Произошло это, когда на борту находилась только вахта, причём дежурного по лодке мичмана И. Г. Петровского ранило осколком. Лодка осталась на плаву благодаря тому, что у нас строго соблюдалось правило: при уходе команды даже на самый короткий срок двери на переборках должны задраиваться.
Но два отсека, на которые пришлась пробоина, были затоплены. Грамотные действия вахтенных и прибежавшей с плавбазы команды, быстрое прибытие аварийной партии с «Иртыша» позволили отстоять «Малютку», однако плавать она смогла не так скоро.
В конечном счёте в головной эшелон вошли одиннадцать подводных лодок: две типа «С», знакомые уже читателю лодки Абросимова и Лисина, шесть «Щук», в том числе Щ-320 капитана 3-го ранга Вишневского, и три «Малютки», которые могли использоваться лишь в пределах Финского залива, пока флот не вернул себе какие-то из утраченных баз.
Все работы на кораблях первого эшелона штаб, естественно, держал под особым контролем. Но никак не меньшей нашей заботой стала задолго до летней кампании подготовка к выводу лодок из баз и Финского залива.




Пробоина в корпусе подводной лодки М-96 от вражеского снаряда

Минная опасность

Читатель уже знает, с какими трудностями и риском было сопряжено форсирование залива поздней осенью сорок первого. А за зиму обстановка могла только ухудшиться. Не подлежало сомнению, что, как только залив начнёт освобождаться ото льда, немцы и финны примутся усиливать и обновлять свои минные заграждения, чтобы попытаться перекрыть и те участки, где лодки всё-таки проходили.
Остров Гогланд, который уже был занят противником, когда мы в декабре пытались «довести до ума» на Лавенсари неиспытанный подводный крейсер, позже освобождался десантным отрядом моряков и некоторое время удерживался. Но к концу зимы он, как и Большой Тютерс, снова находился в руках врага. Владение этими островами облегчало создание сильного противолодочного рубежа в центральной части Финского залива.
А Невскую губу, то есть водный район между Ленинградом и Кронштадтом, немцы продолжали минировать даже зимой. Было замечено, что мины вывозятся на лёд с берега на санках и опускаются в пробитые лунки. Потом возобновилось сбрасывание их с самолётов. Здесь, на мелководье, ставились донные магнитные мины.
Сколько вражеских мин, — якорных, антенных, магнитных — таится под водой во всём Финском заливе, мы тогда знать не могли. Много времени спустя стало известно, что их было вместе с прошлогодними уже не менее 11 тысяч. И те данные, которыми мы располагали, позволяли судить о минной обстановке достаточно реалистично.

◇ ◇ ◇ ◇ ◇ ◇ ◇

### Необходимая работа
1/ Изложите фрагмент документа в двух предложениях.
2/ Продолжите фрагмент о минной опасности в Финском заливе, начав сразу после его последнего предложения.
Записи здесь никак не используются.

◇ ◇ ◇ ◇ ◇ ◇ ◇

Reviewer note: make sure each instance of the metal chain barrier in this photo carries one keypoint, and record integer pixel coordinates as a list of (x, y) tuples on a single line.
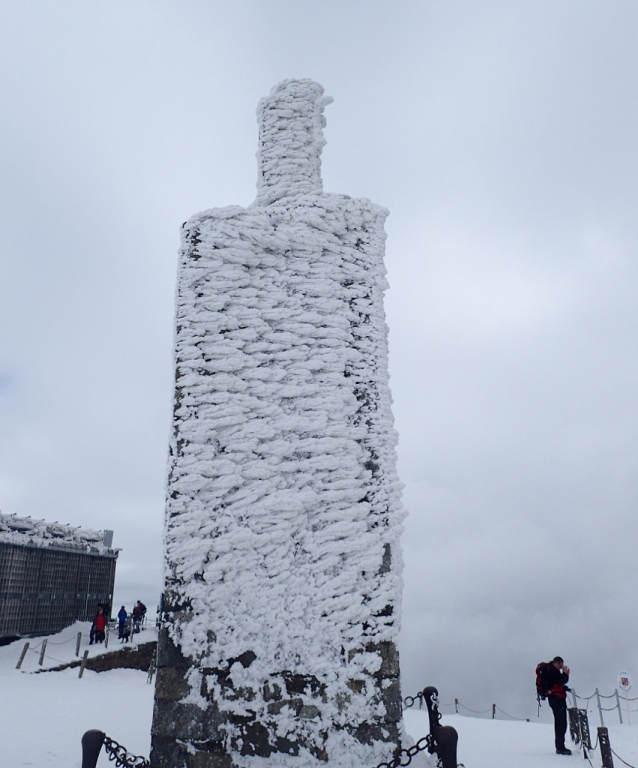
[(408, 754), (621, 760), (116, 752)]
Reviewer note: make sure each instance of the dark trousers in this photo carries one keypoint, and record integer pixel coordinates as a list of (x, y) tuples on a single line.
[(559, 708)]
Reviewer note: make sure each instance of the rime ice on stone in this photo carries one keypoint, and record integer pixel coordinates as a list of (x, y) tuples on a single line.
[(283, 580)]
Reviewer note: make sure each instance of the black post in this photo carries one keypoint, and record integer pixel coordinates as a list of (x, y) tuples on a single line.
[(447, 739), (605, 747), (91, 745), (443, 738), (431, 696)]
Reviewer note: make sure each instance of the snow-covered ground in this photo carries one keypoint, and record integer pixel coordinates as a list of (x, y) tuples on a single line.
[(43, 716)]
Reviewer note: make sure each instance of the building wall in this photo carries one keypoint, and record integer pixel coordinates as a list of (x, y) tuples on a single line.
[(43, 589)]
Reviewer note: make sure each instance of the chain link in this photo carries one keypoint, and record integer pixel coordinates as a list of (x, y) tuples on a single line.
[(405, 756), (116, 752)]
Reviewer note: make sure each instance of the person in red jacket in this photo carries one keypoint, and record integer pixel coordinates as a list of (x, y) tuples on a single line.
[(556, 678), (98, 630)]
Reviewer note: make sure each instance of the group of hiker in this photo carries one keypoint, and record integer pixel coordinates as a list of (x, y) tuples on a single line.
[(128, 624)]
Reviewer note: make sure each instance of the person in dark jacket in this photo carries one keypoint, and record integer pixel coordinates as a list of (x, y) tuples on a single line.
[(557, 677), (98, 629), (121, 621)]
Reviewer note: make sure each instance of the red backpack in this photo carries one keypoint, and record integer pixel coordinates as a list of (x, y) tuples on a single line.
[(542, 686)]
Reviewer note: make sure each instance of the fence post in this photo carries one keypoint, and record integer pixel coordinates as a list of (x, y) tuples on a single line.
[(83, 664), (605, 748), (618, 703), (600, 709), (151, 668), (22, 655), (91, 745), (44, 647)]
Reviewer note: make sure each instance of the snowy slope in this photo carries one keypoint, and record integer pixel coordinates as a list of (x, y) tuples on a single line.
[(44, 716)]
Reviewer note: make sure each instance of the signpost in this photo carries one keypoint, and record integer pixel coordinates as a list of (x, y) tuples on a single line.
[(624, 683)]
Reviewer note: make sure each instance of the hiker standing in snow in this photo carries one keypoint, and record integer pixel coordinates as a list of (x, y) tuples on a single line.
[(99, 626), (557, 676), (121, 620)]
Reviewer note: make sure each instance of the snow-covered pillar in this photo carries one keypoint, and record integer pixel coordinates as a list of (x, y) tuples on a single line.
[(283, 567)]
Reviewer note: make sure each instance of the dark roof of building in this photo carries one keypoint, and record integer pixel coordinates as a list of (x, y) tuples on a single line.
[(27, 532)]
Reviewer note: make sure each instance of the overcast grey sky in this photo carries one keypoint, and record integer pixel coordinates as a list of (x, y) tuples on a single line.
[(502, 137)]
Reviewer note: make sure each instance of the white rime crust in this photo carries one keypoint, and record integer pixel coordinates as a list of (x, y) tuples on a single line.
[(283, 510)]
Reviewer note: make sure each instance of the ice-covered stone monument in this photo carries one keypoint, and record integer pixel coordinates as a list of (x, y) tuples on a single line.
[(283, 567)]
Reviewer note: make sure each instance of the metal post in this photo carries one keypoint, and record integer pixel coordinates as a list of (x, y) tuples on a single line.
[(151, 668), (447, 739), (83, 664), (600, 709), (618, 704), (44, 647), (22, 655), (605, 748), (91, 745)]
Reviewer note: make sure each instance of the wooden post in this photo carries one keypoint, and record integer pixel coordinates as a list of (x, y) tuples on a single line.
[(600, 709), (44, 647), (22, 655), (83, 664)]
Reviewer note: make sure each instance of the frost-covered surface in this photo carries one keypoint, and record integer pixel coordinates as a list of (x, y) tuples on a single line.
[(25, 531), (290, 140), (284, 512)]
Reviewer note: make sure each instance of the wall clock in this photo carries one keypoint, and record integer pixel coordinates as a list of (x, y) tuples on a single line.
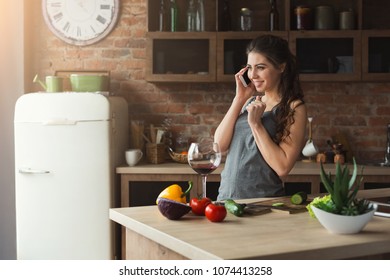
[(81, 22)]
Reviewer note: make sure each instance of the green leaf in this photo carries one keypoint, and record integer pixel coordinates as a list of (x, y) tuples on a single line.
[(354, 174), (326, 180)]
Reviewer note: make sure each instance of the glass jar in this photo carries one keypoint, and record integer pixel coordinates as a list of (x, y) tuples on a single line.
[(181, 144), (303, 18), (246, 19)]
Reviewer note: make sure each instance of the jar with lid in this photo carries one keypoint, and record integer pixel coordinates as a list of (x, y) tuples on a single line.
[(191, 16), (173, 15), (246, 19), (303, 18), (162, 20), (181, 143)]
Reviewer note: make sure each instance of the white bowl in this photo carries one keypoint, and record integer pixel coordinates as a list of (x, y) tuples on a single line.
[(339, 224)]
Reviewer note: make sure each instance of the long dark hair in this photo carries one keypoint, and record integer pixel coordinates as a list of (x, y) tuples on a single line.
[(277, 51)]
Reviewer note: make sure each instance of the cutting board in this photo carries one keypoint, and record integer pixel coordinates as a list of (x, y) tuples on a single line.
[(287, 206)]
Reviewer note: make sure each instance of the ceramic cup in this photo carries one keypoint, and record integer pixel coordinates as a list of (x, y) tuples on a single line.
[(54, 84), (310, 149), (133, 156)]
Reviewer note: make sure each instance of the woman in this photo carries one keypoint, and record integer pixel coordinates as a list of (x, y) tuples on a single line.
[(262, 134)]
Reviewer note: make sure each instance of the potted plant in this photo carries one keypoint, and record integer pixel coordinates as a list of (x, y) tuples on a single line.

◇ ◇ ◇ ◇ ◇ ◇ ◇

### Результаты
1/ Когда «Малютка» получила пробоину, два её отсека были затоплены, но лодку отстояли благодаря задраенным переборкам и действиям вахтенных, команды и аварийной партии, а в головной эшелон вошли одиннадцать подводных лодок. Штаб заранее готовил вывод лодок из баз и Финского залива, где противник удерживал Гогланд и Большой Тютерс, минировал Невскую губу даже зимой и, как стало известно позже, выставил вместе с прошлогодними не менее 11 тысяч мин.

2/
В штабе флота все данные о ней сосредоточивались у скромного и очень толкового работника оперативного отдела капитана 3-го ранга Н.Ф.Овечкина, служившего раньше на подводных лодках. Он вёл крупномасштабные карты, где обозначались и наши минные заграждения, и неприятельские с их характеристиками и вероятными границами. Было отмечено и точное место каждого с начала войны подрыва на мине корабля, транспорта или катера. Точным оно не могло быть лишь для бесследно исчезнувших подлодок. Наносилась на карты даже точка каждой встречи любого корабля с плавающей миной. Об этом все обязаны были немедленно доносить Овечкину. Сразу становилось известным, где засекла наша разведка корабли противника, занятые (несомненно или предположительно) минными постановками, где зафиксированы новые сбрасывания мин с воздуха.
Зимой данных поступало меньше и касались они главным образом устья залива, которое, конечно, тоже нас интересовало. По мере освобождения залива ото льда (в западной его половине оно происходит намного раньше, чем в восточной), стали накапливаться дополнительные сведения и о районах более близких. Суммируя их и осмысливая, вдумчивый «оператор по минам» выявлял иногда в самом зародыше изменения в минной обстановке. Они были малоутешительными и говорили о том, что враг, не сумевший закрыть для нас выходы в море в прошлую кампанию, видимо рассчитывает добиться этого теперь.
С Овечкиным держал тесный контакт наш старший оператор Александр Николаевич Тюренков. Задолго до того, как могли возобновиться походы подлодок, для него и флагштурмана бригады Василия Павловича Чалова (оба уже стали капитанами 3-го ранга) самым главным делом стала выработка рекомендаций для командиров лодок, — как, какими курсами безопаснее идти в различных районах Финского залива. Непременным участником этой работы был также капитан-лейтенант Б.В Иванов, — недавний командир подлодки, а потом комбат в морской пехоте, возвращённый в бригаду после ранения и назначенный в штаб старшим офицером по разведке.




А.Н.Тюренков В.П.Чалов Б.В.Иванов

На большую карту залива на нашем КП были нанесены не только истинные курсы подводных лодок во всех походах прошлой кампании, но и восстановленные по навигационной документации курсы всех вообще кораблей, плававших тут поодиночке и в конвоях с начала войны до ледостава, включая последние походы на Ханко. Можно представить, какого труда это потребовало!



Там, где много хожено, тонкие линии, аккуратно перенесённые с корабельных калек краснофлотцем-чертёжницей (весьма кстати введённой в штат штаба), сходились в густые пучки. Где не хожено, карта оставалась чистой. И видно было (использовались данные Овечкина), где что случалось, а где обходилось без происшествий, где известные нам вражеские минные заграждения и где наши оборонительные, где больше попадалось плавающих мин. Такая карта давала обильный материал для размышлений.
Добавлю, что к весне мы уже довольно много знали об особенностях действия различных типов немецких и иных мин. На нашем театре встречались и финские, и датские, и даже французские мины. Гитлеровцы прибирали их к рукам, где только могли.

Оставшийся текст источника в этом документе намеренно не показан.